*** Opening TEXT ***
‘Guns vs. Butter,’ America’s political dilemma
January 3, 2013
"A nation that continues year
after year to spend more money on military defense than on programs of social uplift is approaching spiritual doom." — Martin Luther King Jr.
"Guns versus butter" has come back in vogue politically. "Guns" basically means spending on security concerns (military defense needs) as opposed to welfare pursuits or "butter" (education, hospitals, housing, schools, etc.).
The choice for nations isn't usually either "guns" or "butter" but rather how many guns and how much butter.
After Afghanistan winds down, America should reduce its military spending more. But there are several political problems associated with drastically hacking military spending in Washington.
First of all, jobs will be lost. The party in power in Congress reaps the most economic benefits by being able to land lucrative defense contracting jobs for congressmen's respective states.
For instance, when Republicans are in power in the House, their individual states become recipients of most big-bucks defense contracts. Likewise, when congressional Democrats are in power, the same holds true.
The bottom line is neither party wants to give up its lion's share of the economic advantages of defense spending. So, slashing the military budget traditionally meets with opposition in Congress.
*** Closing TEXT ***
*** Opening PROVIDED DATA ***
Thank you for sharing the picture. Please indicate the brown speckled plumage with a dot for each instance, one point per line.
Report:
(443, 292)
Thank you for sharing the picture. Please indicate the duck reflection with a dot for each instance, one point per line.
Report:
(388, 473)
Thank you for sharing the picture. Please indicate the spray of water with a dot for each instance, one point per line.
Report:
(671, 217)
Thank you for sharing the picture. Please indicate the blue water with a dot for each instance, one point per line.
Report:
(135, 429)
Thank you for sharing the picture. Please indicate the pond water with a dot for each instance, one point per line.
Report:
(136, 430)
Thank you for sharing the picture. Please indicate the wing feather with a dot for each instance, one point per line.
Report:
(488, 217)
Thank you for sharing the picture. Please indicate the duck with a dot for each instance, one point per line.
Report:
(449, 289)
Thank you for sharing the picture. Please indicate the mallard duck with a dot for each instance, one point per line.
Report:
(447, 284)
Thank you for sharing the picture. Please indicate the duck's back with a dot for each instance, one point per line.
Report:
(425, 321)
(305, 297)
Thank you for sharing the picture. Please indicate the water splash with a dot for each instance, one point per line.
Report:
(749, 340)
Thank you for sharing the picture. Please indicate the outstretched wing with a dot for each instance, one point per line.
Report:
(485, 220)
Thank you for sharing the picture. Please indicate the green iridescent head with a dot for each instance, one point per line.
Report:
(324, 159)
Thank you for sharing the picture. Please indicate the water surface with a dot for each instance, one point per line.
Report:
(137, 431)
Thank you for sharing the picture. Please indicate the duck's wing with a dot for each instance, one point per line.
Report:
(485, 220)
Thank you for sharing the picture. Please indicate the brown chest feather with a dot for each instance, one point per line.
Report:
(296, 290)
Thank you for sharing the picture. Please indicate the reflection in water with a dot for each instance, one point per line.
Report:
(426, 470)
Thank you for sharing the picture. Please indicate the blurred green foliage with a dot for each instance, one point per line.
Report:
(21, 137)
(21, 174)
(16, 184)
*** Closing PROVIDED DATA ***
### TASK LIST
a) Answer these questions using the guns-versus-butter article, each answer on its own line:
(i) Who is quoted at the start?
(ii) Which examples of "butter" does it list?
(iii) What is the first political problem it names with drastically cutting military spending?
b) Copy word for word the part of the guns-versus-butter article starting with "First of all, jobs" and going on through "same holds true.".

### EXPECTED OUTPUTS
a)
(i) Martin Luther King Jr.
(ii) Education, hospitals, housing and schools.
(iii) Jobs will be lost.

b)
First of all, jobs will be lost. The party in power in Congress reaps the most economic benefits by being able to land lucrative defense contracting jobs for congressmen's respective states.
For instance, when Republicans are in power in the House, their individual states become recipients of most big-bucks defense contracts. Likewise, when congressional Democrats are in power, the same holds true.